#### Stated exercise:
Render the listing below as a JSON list of strings with one string for each line, omitting any blank lines.

[START OF Entries supplied]

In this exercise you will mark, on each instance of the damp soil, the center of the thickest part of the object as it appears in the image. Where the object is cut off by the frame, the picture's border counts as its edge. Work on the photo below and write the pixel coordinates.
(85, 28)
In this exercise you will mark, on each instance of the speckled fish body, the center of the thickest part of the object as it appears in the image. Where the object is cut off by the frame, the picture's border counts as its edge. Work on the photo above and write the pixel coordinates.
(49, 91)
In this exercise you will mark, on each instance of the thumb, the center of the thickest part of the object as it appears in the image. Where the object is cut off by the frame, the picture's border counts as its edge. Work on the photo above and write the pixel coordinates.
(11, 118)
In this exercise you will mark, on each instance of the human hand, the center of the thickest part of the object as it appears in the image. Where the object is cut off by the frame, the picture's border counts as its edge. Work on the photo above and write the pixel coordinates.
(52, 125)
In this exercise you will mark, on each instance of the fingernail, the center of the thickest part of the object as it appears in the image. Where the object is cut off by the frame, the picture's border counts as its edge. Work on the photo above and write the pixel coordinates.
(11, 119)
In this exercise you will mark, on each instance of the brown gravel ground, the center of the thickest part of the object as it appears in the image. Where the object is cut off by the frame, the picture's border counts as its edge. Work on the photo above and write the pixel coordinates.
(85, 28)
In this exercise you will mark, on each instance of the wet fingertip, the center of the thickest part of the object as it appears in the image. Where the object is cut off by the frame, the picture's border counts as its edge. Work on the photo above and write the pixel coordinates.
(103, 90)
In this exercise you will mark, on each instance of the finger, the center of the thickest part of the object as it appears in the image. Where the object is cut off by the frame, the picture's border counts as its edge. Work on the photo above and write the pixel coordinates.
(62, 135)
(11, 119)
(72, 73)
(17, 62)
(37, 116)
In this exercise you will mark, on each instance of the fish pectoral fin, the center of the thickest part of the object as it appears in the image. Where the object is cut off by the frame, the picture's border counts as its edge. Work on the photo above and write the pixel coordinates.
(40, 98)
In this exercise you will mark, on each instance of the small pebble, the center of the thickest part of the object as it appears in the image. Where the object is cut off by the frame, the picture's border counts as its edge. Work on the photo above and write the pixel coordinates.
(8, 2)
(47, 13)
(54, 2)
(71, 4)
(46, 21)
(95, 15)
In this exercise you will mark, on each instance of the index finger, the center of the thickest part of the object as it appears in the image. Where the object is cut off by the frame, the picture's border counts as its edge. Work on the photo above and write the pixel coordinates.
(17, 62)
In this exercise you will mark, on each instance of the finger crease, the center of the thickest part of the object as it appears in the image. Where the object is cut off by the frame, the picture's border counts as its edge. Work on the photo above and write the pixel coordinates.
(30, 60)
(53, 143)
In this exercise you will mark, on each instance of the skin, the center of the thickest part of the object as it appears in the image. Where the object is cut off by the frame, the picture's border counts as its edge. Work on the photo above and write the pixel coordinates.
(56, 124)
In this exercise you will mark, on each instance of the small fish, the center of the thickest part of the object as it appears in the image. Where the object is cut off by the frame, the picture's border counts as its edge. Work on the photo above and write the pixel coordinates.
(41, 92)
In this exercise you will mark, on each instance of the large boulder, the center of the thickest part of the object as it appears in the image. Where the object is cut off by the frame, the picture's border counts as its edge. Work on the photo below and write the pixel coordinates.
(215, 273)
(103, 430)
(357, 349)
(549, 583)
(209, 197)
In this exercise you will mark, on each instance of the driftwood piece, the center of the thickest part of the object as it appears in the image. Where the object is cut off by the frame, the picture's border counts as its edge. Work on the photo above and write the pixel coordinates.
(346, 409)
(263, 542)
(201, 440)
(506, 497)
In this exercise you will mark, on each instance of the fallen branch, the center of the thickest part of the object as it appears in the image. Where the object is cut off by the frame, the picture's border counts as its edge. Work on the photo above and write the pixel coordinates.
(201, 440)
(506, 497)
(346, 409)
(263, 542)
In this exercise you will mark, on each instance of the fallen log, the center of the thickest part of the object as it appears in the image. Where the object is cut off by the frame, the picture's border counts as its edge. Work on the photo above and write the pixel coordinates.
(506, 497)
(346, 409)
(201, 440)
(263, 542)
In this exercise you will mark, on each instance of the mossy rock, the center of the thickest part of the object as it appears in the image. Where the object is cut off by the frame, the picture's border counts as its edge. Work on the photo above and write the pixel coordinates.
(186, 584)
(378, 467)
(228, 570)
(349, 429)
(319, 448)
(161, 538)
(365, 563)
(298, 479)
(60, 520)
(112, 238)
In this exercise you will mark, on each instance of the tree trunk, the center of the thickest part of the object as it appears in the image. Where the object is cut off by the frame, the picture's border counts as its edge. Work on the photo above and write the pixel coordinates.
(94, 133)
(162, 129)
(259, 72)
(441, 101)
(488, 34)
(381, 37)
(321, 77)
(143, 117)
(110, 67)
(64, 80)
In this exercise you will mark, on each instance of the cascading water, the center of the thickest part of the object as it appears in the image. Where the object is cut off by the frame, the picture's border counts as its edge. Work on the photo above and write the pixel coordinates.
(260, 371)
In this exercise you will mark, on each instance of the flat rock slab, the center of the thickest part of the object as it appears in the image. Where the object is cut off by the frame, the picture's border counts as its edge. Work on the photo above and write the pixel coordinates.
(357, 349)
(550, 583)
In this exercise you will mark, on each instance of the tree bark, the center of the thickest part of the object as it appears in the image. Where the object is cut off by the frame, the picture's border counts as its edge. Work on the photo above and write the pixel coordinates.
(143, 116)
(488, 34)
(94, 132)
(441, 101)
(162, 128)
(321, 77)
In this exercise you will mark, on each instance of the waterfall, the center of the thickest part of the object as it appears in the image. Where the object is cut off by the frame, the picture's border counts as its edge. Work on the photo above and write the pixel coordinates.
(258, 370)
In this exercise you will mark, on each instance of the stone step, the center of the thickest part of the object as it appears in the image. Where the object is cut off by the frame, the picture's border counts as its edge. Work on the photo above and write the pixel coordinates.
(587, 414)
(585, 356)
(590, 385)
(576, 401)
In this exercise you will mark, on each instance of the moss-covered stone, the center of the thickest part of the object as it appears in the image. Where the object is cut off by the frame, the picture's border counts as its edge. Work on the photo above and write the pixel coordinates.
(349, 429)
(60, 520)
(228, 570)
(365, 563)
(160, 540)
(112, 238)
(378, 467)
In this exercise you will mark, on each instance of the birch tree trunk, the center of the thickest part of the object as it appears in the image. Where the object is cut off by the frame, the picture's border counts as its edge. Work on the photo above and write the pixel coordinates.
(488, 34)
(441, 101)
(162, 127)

[END OF Entries supplied]

#### Result of the task:
[
  "In this exercise you will mark, on each instance of the damp soil, the center of the thickest part of the object as it appears in the image. Where the object is cut off by the frame, the picture's border counts as its edge. Work on the photo below and write the pixel coordinates.",
  "(85, 28)",
  "In this exercise you will mark, on each instance of the speckled fish body, the center of the thickest part of the object as it appears in the image. Where the object is cut off by the frame, the picture's border counts as its edge. Work on the photo above and write the pixel coordinates.",
  "(49, 91)",
  "In this exercise you will mark, on each instance of the thumb, the center of the thickest part of the object as it appears in the image. Where the object is cut off by the frame, the picture's border counts as its edge. Work on the photo above and write the pixel coordinates.",
  "(11, 118)",
  "In this exercise you will mark, on each instance of the human hand, the center of the thickest part of the object as it appears in the image. Where the object is cut off by the frame, the picture's border counts as its edge. Work on the photo above and write the pixel coordinates.",
  "(52, 125)",
  "In this exercise you will mark, on each instance of the fingernail, the center of the thickest part of the object as it appears in the image. Where the object is cut off by the frame, the picture's border counts as its edge. Work on the photo above and write the pixel coordinates.",
  "(11, 119)",
  "In this exercise you will mark, on each instance of the brown gravel ground, the center of the thickest part of the object as it appears in the image. Where the object is cut off by the frame, the picture's border counts as its edge. Work on the photo above and write the pixel coordinates.",
  "(85, 28)",
  "In this exercise you will mark, on each instance of the wet fingertip, the center of the thickest part of the object as it appears in the image. Where the object is cut off by the frame, the picture's border counts as its edge. Work on the photo above and write the pixel coordinates.",
  "(103, 90)",
  "In this exercise you will mark, on each instance of the finger, the center of the thickest part of the object as it appears in the image. Where the object is cut off by the frame, the picture's border counts as its edge. Work on the photo above and write the pixel coordinates.",
  "(62, 135)",
  "(11, 119)",
  "(72, 73)",
  "(17, 62)",
  "(37, 116)",
  "In this exercise you will mark, on each instance of the fish pectoral fin, the center of the thickest part of the object as it appears in the image. Where the object is cut off by the frame, the picture's border counts as its edge. Work on the photo above and write the pixel coordinates.",
  "(40, 98)",
  "In this exercise you will mark, on each instance of the small pebble, the center of the thickest part of the object as it appears in the image. Where the object is cut off by the frame, the picture's border counts as its edge. Work on the photo above and write the pixel coordinates.",
  "(8, 2)",
  "(47, 13)",
  "(54, 2)",
  "(71, 4)",
  "(46, 21)",
  "(95, 15)",
  "In this exercise you will mark, on each instance of the index finger, the center of the thickest part of the object as it appears in the image. Where the object is cut off by the frame, the picture's border counts as its edge. Work on the photo above and write the pixel coordinates.",
  "(17, 62)",
  "In this exercise you will mark, on each instance of the finger crease, the center of the thickest part of the object as it appears in the image. Where the object is cut off by the frame, the picture's border counts as its edge. Work on the photo above and write the pixel coordinates.",
  "(30, 60)",
  "(53, 143)",
  "In this exercise you will mark, on each instance of the skin, the center of the thickest part of the object as it appears in the image. Where the object is cut off by the frame, the picture's border counts as its edge. Work on the photo above and write the pixel coordinates.",
  "(56, 124)",
  "In this exercise you will mark, on each instance of the small fish, the center of the thickest part of the object as it appears in the image. Where the object is cut off by the frame, the picture's border counts as its edge. Work on the photo above and write the pixel coordinates.",
  "(41, 92)",
  "In this exercise you will mark, on each instance of the large boulder, the center of the thickest part of the object as it appears in the image. Where the object is cut off by the frame, the picture's border counts as its edge. Work on the photo below and write the pixel coordinates.",
  "(215, 273)",
  "(103, 430)",
  "(357, 349)",
  "(549, 583)",
  "(209, 197)",
  "In this exercise you will mark, on each instance of the driftwood piece, the center of the thickest part of the object as it appears in the image. Where the object is cut off by the frame, the picture's border counts as its edge. Work on the photo above and write the pixel coordinates.",
  "(346, 409)",
  "(263, 542)",
  "(201, 440)",
  "(506, 497)",
  "In this exercise you will mark, on each instance of the fallen branch, the center of the thickest part of the object as it appears in the image. Where the object is cut off by the frame, the picture's border counts as its edge. Work on the photo above and write the pixel coordinates.",
  "(201, 440)",
  "(506, 497)",
  "(346, 409)",
  "(263, 542)",
  "In this exercise you will mark, on each instance of the fallen log, the center of the thickest part of the object as it appears in the image. Where the object is cut off by the frame, the picture's border counts as its edge. Work on the photo above and write the pixel coordinates.",
  "(506, 497)",
  "(346, 409)",
  "(201, 440)",
  "(263, 542)",
  "In this exercise you will mark, on each instance of the mossy rock, the center of the thickest part of the object as it appears in the image. Where the object is cut off by the frame, the picture's border counts as its edge. Work on the photo above and write the pixel coordinates.",
  "(186, 584)",
  "(378, 467)",
  "(228, 570)",
  "(349, 429)",
  "(319, 448)",
  "(161, 538)",
  "(365, 563)",
  "(298, 479)",
  "(60, 520)",
  "(112, 238)",
  "In this exercise you will mark, on each instance of the tree trunk, the center of the thickest part of the object as it appears in the image. Where the object is cut off by the frame, the picture's border counts as its edge. Work on the photo above and write the pixel coordinates.",
  "(94, 133)",
  "(162, 129)",
  "(259, 72)",
  "(441, 101)",
  "(488, 34)",
  "(381, 37)",
  "(321, 77)",
  "(143, 117)",
  "(110, 67)",
  "(64, 80)",
  "In this exercise you will mark, on each instance of the cascading water, the center of the thickest part of the object as it appears in the image. Where the object is cut off by the frame, the picture's border counts as its edge. Work on the photo above and write the pixel coordinates.",
  "(260, 371)",
  "In this exercise you will mark, on each instance of the flat rock slab, the center of the thickest part of the object as it appears in the image. Where the object is cut off by the frame, the picture's border counts as its edge. Work on the photo above and write the pixel coordinates.",
  "(357, 349)",
  "(550, 583)",
  "In this exercise you will mark, on each instance of the tree bark, the center of the thickest part of the object as it appears in the image. Where the object is cut off by the frame, the picture's border counts as its edge. Work on the photo above and write the pixel coordinates.",
  "(143, 116)",
  "(488, 34)",
  "(94, 132)",
  "(441, 101)",
  "(162, 128)",
  "(321, 77)",
  "In this exercise you will mark, on each instance of the waterfall, the center of the thickest part of the object as it appears in the image. Where the object is cut off by the frame, the picture's border counts as its edge. Work on the photo above and write the pixel coordinates.",
  "(258, 370)",
  "In this exercise you will mark, on each instance of the stone step, the center of the thickest part of the object as it appears in the image. Where the object is cut off by the frame, the picture's border counts as its edge. Work on the photo above and write the pixel coordinates.",
  "(587, 414)",
  "(585, 356)",
  "(590, 385)",
  "(576, 401)",
  "In this exercise you will mark, on each instance of the moss-covered stone, the center of the thickest part of the object as it appears in the image. Where the object is cut off by the frame, the picture's border counts as its edge. Work on the photo above and write the pixel coordinates.",
  "(349, 429)",
  "(60, 520)",
  "(228, 570)",
  "(365, 563)",
  "(160, 540)",
  "(112, 238)",
  "(378, 467)",
  "In this exercise you will mark, on each instance of the birch tree trunk, the center of the thickest part of the object as it appears in the image. Where the object is cut off by the frame, the picture's border counts as its edge. Work on the photo above and write the pixel coordinates.",
  "(488, 34)",
  "(441, 101)",
  "(162, 127)"
]